La dieta può quasi raddoppiare il rischio di demenza: lo studio sugli alimenti cha causano infiammazione
Il legame tra alimentazione, infiammazione e demenza è ormai noto: ciò che mangiamo contribuisce a mettere il nostro corpo in uno stato di perenne infiammazione e questa condizione sul lungo periodo favorisce quei processi di neurodegenerazione che causano poi i sintomi tipici della demenza, compresa quella associata alla malattia di Alzheimer.
Anche se tra alimentazione e rischio di demenza non c'è un rapporto diretto di causa-effetto, capire esattamente quanto l'una influenzi l'altro resta però fondamentale per provare a invertire, o almeno a rallentare, il continuo aumento dei casi di demenza, un fenomeno destinato a crescere di anno in anno. Secondo l'Organizzazione Mondiale della Sanità (Oms), nel 2050 ci saranno più di 250 milioni di persone affette da demenza.
Ora un nuovo studio è riuscito a calcolare quanto una dieta ricca di alimenti pro-infiammatori possa aumentare il rischio di demenza: le stime effettuate su una platea di oltre 1.400 partecipanti monitorati per più di 20 anni hanno rivelato fino all'84% di rischio in più associato a una dieta infiammatoria. Parliamo di un rischio quasi doppio.
Lo studio su alimentazione e demenza
Sulla scia di precedenti studi che hanno confermato come alcune diete alimentari più di altre possano proteggere il cervello umano dagli effetti dei processi infiammatori, un gruppo di ricercatori del Glenn Biggs Institute for Alzheimer's & Neurodegenerative Diseases dell'UT Health San Antonio, della Boston University School of Medicine e del Framingham Heart Study ha indagato l'associazione tra infiammazione da fattori alimentari e la comparsa della malattia a distanza di anni.
Per farlo hanno utilizzato il Dietary Inflammatory Index (DII), ovvero l'indice infiammatorio dietetico, uno strumento standardizzato che misura il potenziale infiammatorio di una determinata dieta. Per conoscere l'alimentazione degli 1.487 partecipanti, che all'inizio dello studio avevano 60 o più anni e nessun segnale di demenza, i ricercatori hanno utilizzato dei questionari somministrati loro in tre momenti (1991-1995, 1995-1998 e 1998-2001) a distanza di anni.
Cosa rende una dieta infiammatoria
A ogni dieta è stato associato un punteggio di DII in base a 36 parametri, divisi in pro-infiammatori e anti-infiammatori. Nel primo gruppo rientrano ad esempio la presenza nella dieta di fibre, vitamine A, C, D, E e del gruppo B6, acido folico, magnesio, ma anche di alimenti specifici come aglio, tè verde o nero e pepe. Sono invece considerati pro-infiammatori altri parametri come la presenza di vitamine B12, ferro, carboidrati, colesterolo, apporto energetico totale, proteine, grassi saturi e grassi totali. Maggiore è il punteggio sull'indice infiammatorio dietetico, più la dieta è considerata infiammatoria.

● **Dati forniti**
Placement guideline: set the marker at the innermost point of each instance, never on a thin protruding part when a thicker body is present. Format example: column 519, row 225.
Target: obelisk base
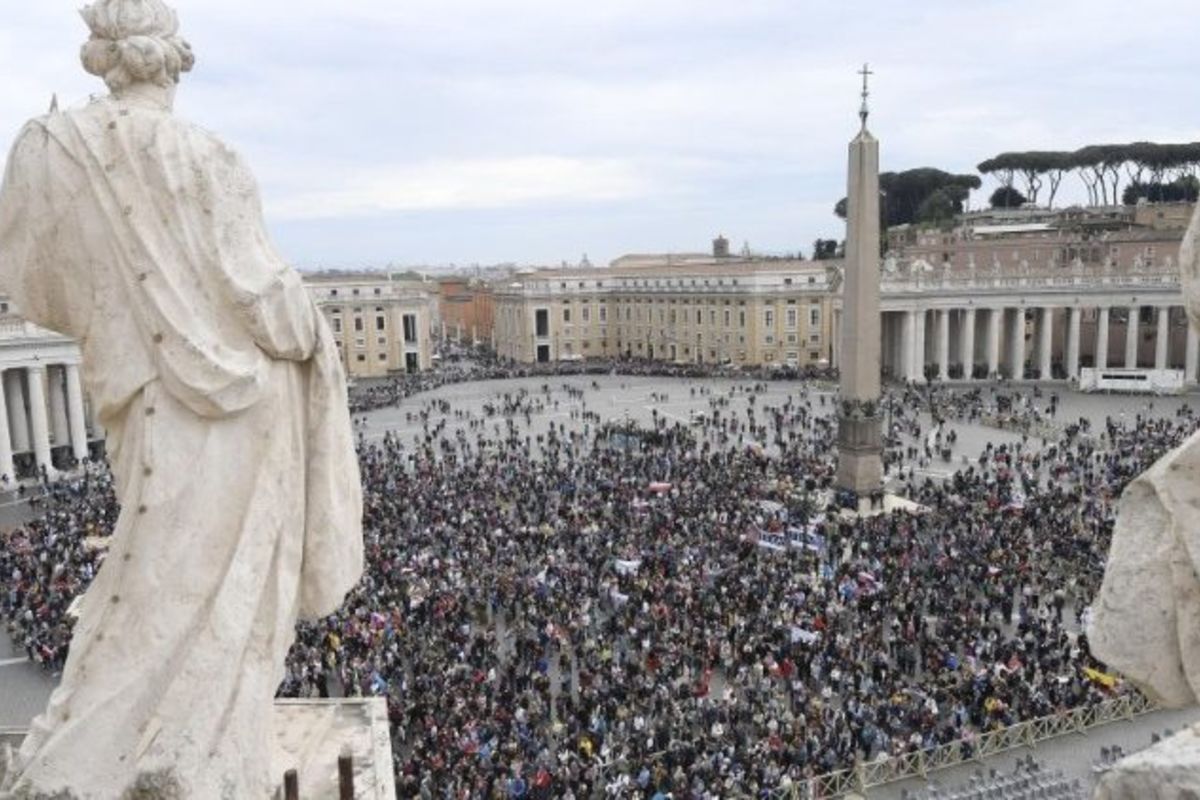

● **Compiti dell'esercizio**
• 1. Rispondi a queste domande sull'articolo:
(a) Secondo l'Oms, quante persone saranno affette da demenza nel 2050?
(b) Quale età avevano i partecipanti all'inizio dello studio?
(c) In base a quanti parametri è stato assegnato il punteggio di DII a ogni dieta?
• 2. Per favore, trascrivi senza modifiche il passo dell'articolo da "Anche se tra" a "affette da demenza.".
L'elenco non ha alcun ruolo in questo esercizio.

● **Risposte ai compiti**
• 1.
(a) Più di 250 milioni.
(b) 60 o più anni.
(c) 36 parametri.

• 2.
Anche se tra alimentazione e rischio di demenza non c'è un rapporto diretto di causa-effetto, capire esattamente quanto l'una influenzi l'altro resta però fondamentale per provare a invertire, o almeno a rallentare, il continuo aumento dei casi di demenza, un fenomeno destinato a crescere di anno in anno. Secondo l'Organizzazione Mondiale della Sanità (Oms), nel 2050 ci saranno più di 250 milioni di persone affette da demenza.